● **Your instructions**: Write the listing out again, all of it, word for word.

---------------

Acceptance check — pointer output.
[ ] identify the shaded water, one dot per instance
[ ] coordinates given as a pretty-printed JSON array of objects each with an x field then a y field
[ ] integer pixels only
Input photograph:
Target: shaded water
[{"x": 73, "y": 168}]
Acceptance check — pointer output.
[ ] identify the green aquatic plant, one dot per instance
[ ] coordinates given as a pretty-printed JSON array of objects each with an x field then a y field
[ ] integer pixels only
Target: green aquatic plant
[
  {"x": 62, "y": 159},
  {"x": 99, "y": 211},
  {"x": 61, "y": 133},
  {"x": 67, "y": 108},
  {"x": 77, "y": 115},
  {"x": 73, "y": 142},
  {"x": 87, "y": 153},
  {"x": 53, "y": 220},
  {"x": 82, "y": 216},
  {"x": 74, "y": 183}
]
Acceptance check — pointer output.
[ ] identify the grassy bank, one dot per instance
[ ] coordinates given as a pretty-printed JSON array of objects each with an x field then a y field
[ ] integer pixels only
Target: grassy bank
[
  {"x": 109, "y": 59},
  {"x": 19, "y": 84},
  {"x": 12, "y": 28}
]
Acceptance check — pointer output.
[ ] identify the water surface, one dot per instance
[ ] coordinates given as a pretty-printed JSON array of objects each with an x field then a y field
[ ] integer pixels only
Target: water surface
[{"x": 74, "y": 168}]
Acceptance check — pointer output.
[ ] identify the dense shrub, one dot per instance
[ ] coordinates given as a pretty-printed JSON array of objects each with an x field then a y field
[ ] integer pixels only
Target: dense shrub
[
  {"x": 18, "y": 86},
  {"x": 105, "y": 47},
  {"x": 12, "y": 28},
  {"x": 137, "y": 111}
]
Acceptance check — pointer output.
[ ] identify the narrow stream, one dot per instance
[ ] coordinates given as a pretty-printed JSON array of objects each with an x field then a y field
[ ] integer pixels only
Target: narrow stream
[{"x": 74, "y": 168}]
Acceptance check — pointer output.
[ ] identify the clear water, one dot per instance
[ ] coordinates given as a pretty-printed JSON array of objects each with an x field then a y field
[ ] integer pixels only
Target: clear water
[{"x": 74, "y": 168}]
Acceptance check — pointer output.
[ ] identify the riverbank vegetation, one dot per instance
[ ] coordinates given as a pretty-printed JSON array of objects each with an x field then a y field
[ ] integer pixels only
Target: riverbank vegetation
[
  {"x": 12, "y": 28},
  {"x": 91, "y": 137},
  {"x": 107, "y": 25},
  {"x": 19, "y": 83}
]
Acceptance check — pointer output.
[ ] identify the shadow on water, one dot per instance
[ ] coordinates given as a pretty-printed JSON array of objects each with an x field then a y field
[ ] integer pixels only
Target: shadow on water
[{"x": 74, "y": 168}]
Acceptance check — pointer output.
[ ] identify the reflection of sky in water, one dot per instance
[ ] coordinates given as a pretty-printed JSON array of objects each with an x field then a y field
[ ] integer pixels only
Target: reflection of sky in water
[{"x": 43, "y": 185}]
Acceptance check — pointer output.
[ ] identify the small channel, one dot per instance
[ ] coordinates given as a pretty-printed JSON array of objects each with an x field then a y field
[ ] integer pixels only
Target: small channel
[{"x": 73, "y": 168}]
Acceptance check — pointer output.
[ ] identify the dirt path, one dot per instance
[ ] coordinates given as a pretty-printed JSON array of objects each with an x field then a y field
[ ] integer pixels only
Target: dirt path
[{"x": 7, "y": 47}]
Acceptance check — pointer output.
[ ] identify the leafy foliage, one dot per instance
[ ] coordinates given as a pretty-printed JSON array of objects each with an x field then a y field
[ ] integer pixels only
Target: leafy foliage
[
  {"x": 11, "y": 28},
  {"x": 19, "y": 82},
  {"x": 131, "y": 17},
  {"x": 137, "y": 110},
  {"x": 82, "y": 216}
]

---------------

● **Exercise response**:
Acceptance check — pointer output.
[ ] identify the shaded water, one dot per instance
[ ] coordinates given as a pretty-printed JSON array of objects each with an x field then a y field
[ ] integer pixels only
Input photograph:
Target: shaded water
[{"x": 73, "y": 168}]
Acceptance check — pointer output.
[ ] identify the green aquatic plant, one dot per instance
[ ] coordinates given as a pretty-printed JSON array of objects each with an x field then a y field
[ ] integer pixels only
Target: green aquatic plant
[
  {"x": 62, "y": 159},
  {"x": 99, "y": 211},
  {"x": 61, "y": 133},
  {"x": 67, "y": 108},
  {"x": 77, "y": 115},
  {"x": 73, "y": 142},
  {"x": 87, "y": 153},
  {"x": 53, "y": 220},
  {"x": 82, "y": 216},
  {"x": 74, "y": 183}
]
Acceptance check — pointer output.
[ ] identify the grassy bank, one dot per instance
[ ] coordinates given as a pretty-printed JSON array of objects each with an x field then a y field
[ ] integer pixels only
Target: grassy bank
[
  {"x": 109, "y": 59},
  {"x": 19, "y": 84},
  {"x": 12, "y": 28}
]
Acceptance check — pointer output.
[ ] identify the water surface, one dot per instance
[ ] coordinates given as a pretty-printed JSON array of objects each with an x field then a y field
[ ] integer pixels only
Target: water surface
[{"x": 74, "y": 168}]
Acceptance check — pointer output.
[ ] identify the dense shrub, one dot per instance
[ ] coordinates given as a pretty-printed JSON array of objects each with an x field then a y field
[ ] integer pixels only
Target: dense shrub
[
  {"x": 18, "y": 86},
  {"x": 105, "y": 47},
  {"x": 12, "y": 28},
  {"x": 137, "y": 111}
]
Acceptance check — pointer output.
[ ] identify the narrow stream, one dot per instance
[ ] coordinates given as a pretty-printed JSON array of objects each with an x field then a y field
[ ] integer pixels only
Target: narrow stream
[{"x": 74, "y": 168}]
Acceptance check — pointer output.
[ ] identify the clear water, one dot per instance
[ ] coordinates given as a pretty-printed JSON array of objects each with an x field then a y field
[ ] integer pixels only
Target: clear water
[{"x": 74, "y": 168}]
Acceptance check — pointer output.
[ ] identify the riverbank vegetation, one dot per instance
[ ] coordinates given as a pretty-printed JSON array of objects each with an x field then a y field
[ ] integer pixels only
Target: riverbank vegetation
[
  {"x": 12, "y": 28},
  {"x": 91, "y": 137},
  {"x": 107, "y": 25},
  {"x": 19, "y": 83}
]
Acceptance check — pointer output.
[ ] identify the shadow on water, one dot per instance
[ ] coordinates given as a pretty-printed JSON array of objects each with an x field then a y field
[ ] integer pixels only
Target: shadow on water
[{"x": 74, "y": 168}]
Acceptance check — pointer output.
[ ] identify the reflection of sky in water, one dot per instance
[ ] coordinates given as a pretty-printed JSON array of objects each with an x field then a y field
[ ] integer pixels only
Target: reflection of sky in water
[{"x": 43, "y": 185}]
Acceptance check — pointer output.
[ ] identify the small channel, one dot per instance
[ ] coordinates given as a pretty-printed JSON array of objects each with an x field then a y field
[ ] integer pixels only
Target: small channel
[{"x": 73, "y": 168}]
Acceptance check — pointer output.
[ ] identify the dirt path, one dot per instance
[ ] coordinates given as a pretty-printed JSON array of objects each with an x field then a y field
[ ] integer pixels only
Target: dirt path
[{"x": 7, "y": 47}]
Acceptance check — pointer output.
[ ] identify the leafy foliage, one dot per instance
[ ] coordinates given as a pretty-printed JSON array of objects each with an x field then a y field
[ ] integer pixels only
Target: leafy foliage
[
  {"x": 11, "y": 28},
  {"x": 19, "y": 82},
  {"x": 131, "y": 17},
  {"x": 137, "y": 110},
  {"x": 82, "y": 216}
]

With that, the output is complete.